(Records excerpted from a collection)
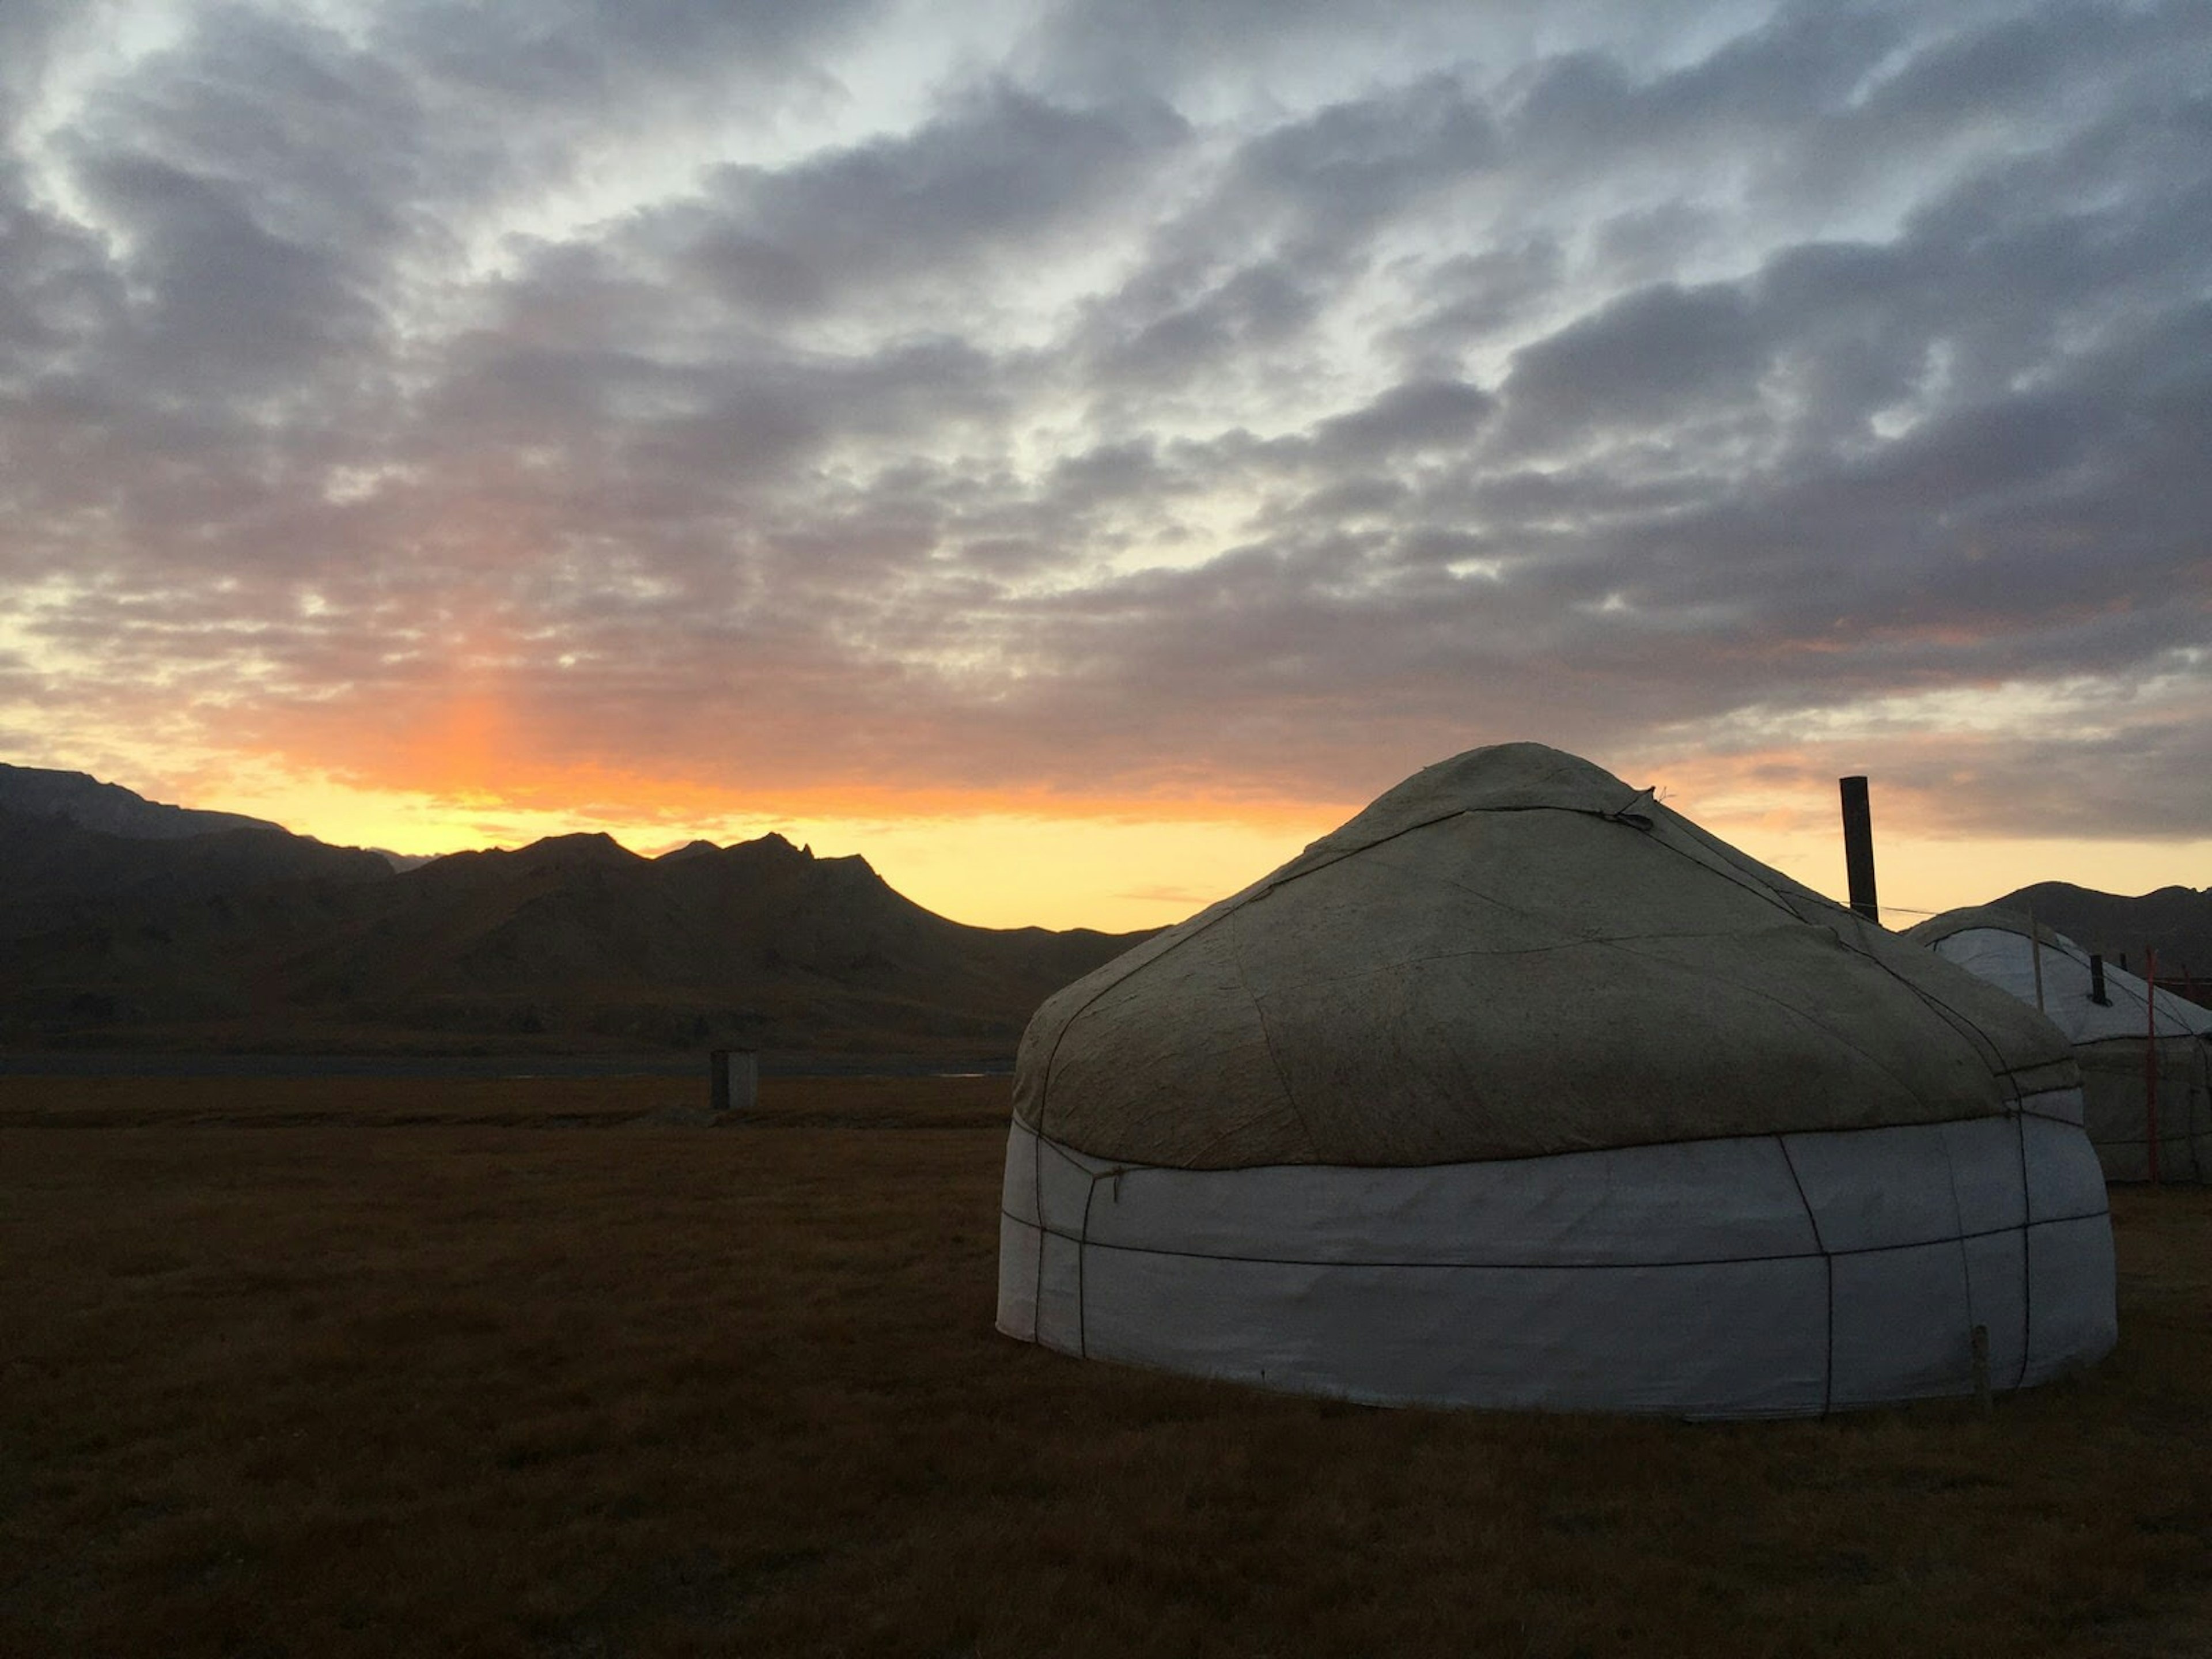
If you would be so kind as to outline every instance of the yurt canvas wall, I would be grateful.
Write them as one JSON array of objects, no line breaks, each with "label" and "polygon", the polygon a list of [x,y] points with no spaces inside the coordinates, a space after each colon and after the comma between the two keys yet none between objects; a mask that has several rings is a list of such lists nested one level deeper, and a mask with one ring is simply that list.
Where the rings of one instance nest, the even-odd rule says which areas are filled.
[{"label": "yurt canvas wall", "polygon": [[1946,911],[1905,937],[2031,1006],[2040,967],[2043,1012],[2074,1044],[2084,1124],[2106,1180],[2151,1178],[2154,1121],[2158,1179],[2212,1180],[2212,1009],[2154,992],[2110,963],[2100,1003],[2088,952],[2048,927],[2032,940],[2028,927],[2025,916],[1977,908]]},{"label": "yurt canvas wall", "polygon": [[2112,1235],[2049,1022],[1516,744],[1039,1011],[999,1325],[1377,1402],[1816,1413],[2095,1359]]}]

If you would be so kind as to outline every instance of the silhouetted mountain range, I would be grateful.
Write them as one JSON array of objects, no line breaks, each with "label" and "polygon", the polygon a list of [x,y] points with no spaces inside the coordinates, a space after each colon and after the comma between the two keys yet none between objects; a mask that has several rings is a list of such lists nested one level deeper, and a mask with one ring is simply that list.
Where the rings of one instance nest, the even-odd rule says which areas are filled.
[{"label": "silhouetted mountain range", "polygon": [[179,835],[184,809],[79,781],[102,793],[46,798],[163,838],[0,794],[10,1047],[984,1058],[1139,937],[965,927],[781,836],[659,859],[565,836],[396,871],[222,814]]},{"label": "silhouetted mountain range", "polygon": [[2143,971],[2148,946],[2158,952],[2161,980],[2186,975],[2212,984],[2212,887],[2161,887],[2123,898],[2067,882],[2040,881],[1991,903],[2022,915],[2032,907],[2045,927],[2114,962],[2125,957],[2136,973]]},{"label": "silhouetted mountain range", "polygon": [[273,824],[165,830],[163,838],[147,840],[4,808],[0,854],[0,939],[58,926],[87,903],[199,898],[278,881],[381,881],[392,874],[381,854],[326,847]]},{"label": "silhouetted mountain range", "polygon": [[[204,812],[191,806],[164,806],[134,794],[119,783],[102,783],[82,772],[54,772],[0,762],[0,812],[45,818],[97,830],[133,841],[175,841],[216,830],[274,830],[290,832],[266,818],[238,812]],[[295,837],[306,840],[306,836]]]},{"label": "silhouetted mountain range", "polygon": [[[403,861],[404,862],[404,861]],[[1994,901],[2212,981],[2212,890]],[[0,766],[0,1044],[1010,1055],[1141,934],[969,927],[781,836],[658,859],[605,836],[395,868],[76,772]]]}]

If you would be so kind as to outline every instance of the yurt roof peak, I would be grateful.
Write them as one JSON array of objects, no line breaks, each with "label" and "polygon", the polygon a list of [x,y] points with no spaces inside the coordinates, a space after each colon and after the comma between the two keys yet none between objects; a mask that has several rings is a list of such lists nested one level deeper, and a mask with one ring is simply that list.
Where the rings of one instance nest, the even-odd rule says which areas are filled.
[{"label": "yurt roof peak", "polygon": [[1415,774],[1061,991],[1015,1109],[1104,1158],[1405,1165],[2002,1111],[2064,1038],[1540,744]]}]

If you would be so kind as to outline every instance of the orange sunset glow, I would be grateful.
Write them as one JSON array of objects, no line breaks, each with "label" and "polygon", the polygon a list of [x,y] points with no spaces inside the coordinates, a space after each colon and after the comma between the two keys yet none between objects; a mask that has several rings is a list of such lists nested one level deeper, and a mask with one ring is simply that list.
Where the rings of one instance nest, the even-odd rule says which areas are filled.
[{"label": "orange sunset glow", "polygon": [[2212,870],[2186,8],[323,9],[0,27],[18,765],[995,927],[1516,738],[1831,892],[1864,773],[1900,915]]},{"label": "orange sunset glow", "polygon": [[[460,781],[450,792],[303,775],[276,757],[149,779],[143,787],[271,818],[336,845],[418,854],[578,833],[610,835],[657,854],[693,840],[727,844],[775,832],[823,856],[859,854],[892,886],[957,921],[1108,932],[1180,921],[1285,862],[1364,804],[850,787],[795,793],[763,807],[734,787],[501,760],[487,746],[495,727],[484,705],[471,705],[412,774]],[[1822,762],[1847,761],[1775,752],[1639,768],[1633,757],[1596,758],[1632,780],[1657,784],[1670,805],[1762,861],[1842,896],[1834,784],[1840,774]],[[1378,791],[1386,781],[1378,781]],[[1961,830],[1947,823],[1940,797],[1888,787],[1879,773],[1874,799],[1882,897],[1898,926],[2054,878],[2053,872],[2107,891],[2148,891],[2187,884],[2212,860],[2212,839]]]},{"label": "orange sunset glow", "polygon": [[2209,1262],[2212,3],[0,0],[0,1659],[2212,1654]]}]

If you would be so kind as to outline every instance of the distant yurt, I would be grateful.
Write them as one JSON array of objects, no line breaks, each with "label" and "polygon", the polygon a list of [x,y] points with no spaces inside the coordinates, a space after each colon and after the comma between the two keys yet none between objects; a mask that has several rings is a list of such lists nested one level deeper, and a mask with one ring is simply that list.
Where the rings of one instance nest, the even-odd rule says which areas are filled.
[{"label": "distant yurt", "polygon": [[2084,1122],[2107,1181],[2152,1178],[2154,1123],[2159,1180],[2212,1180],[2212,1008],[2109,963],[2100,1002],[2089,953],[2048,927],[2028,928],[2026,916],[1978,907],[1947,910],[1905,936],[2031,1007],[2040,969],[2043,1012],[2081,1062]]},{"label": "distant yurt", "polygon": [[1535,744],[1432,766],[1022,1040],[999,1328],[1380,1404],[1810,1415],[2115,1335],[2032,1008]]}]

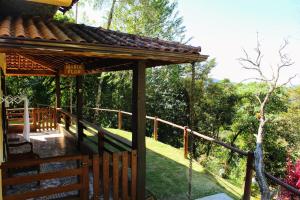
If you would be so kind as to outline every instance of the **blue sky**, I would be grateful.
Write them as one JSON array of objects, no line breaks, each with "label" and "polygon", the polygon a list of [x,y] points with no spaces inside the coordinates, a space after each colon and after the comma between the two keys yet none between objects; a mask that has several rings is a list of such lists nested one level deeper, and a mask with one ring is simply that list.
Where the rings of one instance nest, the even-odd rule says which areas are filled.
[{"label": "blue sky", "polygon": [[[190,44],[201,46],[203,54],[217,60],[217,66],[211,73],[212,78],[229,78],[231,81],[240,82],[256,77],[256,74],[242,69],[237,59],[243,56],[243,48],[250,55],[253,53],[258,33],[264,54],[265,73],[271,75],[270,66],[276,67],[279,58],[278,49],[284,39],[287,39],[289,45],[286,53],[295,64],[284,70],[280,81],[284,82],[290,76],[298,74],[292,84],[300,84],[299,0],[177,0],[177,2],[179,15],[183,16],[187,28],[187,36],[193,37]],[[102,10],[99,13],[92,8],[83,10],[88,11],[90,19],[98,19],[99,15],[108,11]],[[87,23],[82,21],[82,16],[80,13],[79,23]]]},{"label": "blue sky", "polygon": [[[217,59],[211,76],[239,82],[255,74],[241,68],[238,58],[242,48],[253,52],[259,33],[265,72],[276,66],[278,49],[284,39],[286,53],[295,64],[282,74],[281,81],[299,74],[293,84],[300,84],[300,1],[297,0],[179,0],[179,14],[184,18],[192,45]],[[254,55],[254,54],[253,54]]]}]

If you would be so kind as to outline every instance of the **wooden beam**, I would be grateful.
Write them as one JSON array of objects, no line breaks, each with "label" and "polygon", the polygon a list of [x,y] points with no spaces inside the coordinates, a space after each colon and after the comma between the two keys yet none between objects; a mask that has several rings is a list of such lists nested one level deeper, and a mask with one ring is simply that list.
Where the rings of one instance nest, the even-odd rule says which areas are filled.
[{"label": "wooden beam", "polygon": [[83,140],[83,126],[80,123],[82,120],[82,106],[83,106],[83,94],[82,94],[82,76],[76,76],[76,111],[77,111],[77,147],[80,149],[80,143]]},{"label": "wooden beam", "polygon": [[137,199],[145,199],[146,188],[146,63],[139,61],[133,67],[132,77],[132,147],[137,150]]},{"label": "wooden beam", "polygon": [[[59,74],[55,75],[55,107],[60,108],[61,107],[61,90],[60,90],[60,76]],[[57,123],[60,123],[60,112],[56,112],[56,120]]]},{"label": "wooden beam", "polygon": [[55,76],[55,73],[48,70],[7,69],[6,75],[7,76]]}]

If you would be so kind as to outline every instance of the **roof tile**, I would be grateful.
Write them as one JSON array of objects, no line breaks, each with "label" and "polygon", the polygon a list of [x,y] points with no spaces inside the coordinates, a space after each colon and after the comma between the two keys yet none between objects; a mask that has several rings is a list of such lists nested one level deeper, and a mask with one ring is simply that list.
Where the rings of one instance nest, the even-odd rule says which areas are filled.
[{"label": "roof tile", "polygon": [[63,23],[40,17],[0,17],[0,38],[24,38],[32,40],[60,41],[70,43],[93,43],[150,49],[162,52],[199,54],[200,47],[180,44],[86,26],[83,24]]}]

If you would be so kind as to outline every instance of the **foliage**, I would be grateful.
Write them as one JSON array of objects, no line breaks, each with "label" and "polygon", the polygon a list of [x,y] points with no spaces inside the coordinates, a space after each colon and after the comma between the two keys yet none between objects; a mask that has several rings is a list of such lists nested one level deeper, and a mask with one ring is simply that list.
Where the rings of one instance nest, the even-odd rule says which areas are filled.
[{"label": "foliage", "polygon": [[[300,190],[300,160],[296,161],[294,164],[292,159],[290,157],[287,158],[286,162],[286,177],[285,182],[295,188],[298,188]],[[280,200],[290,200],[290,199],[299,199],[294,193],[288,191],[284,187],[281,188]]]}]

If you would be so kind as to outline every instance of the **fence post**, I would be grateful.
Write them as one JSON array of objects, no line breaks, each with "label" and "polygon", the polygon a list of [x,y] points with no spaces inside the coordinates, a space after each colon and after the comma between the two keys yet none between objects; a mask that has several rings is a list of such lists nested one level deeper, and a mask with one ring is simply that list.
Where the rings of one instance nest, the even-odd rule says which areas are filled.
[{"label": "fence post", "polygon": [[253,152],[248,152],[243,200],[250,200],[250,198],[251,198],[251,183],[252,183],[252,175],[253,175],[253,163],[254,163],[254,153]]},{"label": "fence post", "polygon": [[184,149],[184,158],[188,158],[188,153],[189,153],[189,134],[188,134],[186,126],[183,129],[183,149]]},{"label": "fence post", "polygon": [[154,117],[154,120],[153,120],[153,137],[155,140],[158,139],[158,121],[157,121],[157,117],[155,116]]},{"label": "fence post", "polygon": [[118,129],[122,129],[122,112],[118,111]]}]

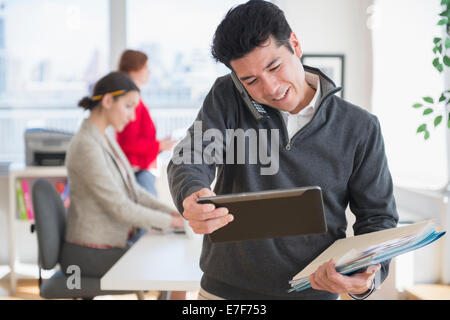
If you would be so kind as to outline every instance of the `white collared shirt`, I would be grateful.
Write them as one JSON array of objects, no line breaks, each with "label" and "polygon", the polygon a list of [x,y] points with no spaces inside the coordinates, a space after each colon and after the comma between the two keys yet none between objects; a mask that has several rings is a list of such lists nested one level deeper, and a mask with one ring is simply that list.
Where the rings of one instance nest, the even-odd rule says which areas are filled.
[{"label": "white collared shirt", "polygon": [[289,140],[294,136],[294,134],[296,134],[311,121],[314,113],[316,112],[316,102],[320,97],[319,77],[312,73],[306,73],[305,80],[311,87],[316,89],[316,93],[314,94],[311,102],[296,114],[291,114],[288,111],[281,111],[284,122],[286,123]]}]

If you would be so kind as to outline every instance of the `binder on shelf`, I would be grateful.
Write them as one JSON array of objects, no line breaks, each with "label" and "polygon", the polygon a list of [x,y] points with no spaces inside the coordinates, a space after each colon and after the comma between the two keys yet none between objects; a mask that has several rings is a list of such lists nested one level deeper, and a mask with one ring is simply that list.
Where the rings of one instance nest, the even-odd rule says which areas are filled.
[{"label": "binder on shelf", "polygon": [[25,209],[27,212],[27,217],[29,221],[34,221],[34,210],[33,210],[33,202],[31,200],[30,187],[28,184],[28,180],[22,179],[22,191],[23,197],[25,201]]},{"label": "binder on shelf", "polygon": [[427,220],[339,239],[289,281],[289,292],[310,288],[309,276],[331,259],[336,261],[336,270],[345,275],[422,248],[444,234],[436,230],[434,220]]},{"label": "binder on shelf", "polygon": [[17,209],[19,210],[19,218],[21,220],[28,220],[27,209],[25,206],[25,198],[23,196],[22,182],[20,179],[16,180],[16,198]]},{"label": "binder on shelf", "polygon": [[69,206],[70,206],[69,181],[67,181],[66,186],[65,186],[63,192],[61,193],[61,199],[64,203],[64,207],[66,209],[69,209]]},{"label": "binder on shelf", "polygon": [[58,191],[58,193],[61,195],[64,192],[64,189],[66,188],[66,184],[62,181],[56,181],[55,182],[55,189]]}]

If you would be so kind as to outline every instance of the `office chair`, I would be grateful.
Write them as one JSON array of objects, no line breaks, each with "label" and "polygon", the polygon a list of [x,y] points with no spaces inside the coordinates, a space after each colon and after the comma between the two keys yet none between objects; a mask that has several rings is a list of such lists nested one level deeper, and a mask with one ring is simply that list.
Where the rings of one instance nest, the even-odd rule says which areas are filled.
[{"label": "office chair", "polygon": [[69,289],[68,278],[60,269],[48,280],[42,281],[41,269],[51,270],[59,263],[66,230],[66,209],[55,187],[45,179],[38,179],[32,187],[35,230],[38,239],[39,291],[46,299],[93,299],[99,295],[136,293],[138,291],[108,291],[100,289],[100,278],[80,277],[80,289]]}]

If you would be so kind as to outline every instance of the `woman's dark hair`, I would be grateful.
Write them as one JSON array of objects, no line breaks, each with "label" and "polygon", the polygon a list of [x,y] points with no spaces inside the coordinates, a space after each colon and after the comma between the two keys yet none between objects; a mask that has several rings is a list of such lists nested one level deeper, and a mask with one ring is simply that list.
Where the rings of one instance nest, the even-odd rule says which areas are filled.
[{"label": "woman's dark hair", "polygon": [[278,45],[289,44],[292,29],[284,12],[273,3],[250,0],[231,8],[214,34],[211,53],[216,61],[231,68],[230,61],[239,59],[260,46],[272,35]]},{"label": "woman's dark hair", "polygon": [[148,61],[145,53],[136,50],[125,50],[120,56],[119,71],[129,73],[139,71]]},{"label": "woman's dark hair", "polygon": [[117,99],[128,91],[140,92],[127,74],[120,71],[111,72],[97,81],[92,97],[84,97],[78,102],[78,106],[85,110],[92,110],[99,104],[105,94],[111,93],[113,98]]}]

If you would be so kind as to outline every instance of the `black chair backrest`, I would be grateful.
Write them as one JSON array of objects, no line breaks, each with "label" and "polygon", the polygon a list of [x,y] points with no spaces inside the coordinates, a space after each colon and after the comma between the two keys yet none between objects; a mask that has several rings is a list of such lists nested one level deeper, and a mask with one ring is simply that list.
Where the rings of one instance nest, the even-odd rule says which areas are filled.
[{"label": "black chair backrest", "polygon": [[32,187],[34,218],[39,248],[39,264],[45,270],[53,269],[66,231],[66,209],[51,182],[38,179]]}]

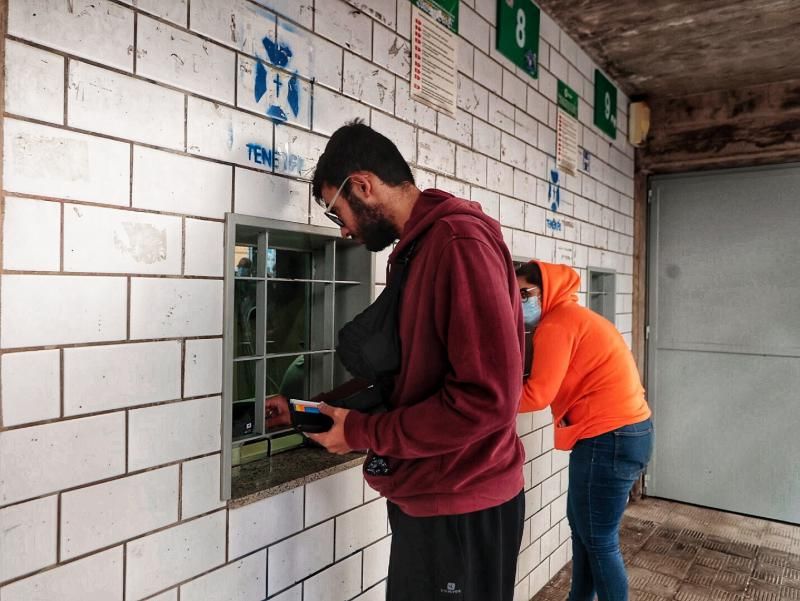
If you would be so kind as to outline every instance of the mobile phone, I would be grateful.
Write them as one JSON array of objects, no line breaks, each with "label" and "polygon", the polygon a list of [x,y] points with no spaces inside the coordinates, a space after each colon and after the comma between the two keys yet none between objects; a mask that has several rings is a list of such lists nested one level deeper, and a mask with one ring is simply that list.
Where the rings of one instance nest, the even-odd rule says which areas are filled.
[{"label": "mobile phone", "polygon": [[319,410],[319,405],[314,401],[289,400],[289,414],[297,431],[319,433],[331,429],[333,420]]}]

# [Task statement]
In the data above, please extract the lines from the first one through the line with "range, I would be grateful.", exactly, and keep pictures out.

# [Result of the exercise]
If you would be so kind as to outline every instance of the yurt canvas wall, I would be grateful.
Write them as one JSON array of objects, no line breaks, each with "label" and "polygon", the polygon a list of [x,y] points with no spaces inside the coordinates, a space after each colon and after the comma between the two keys yet none between objects; a mask that has several rings is a list of such lists nested one level deeper, and a mask with one ring is simply that list.
Where the rings of one instance nest, the even-odd rule says which areas are filled.
[{"label": "yurt canvas wall", "polygon": [[1946,911],[1905,937],[2031,1006],[2040,967],[2043,1012],[2074,1044],[2084,1124],[2106,1180],[2151,1178],[2154,1121],[2158,1179],[2212,1180],[2212,1009],[2154,992],[2110,963],[2100,1003],[2088,952],[2048,927],[2032,940],[2028,927],[2025,916],[1977,908]]},{"label": "yurt canvas wall", "polygon": [[2112,1235],[2049,1022],[1516,744],[1039,1011],[999,1325],[1377,1402],[1816,1413],[2095,1359]]}]

If you would be so kind as to outline every instance of the silhouetted mountain range, I would be grateful.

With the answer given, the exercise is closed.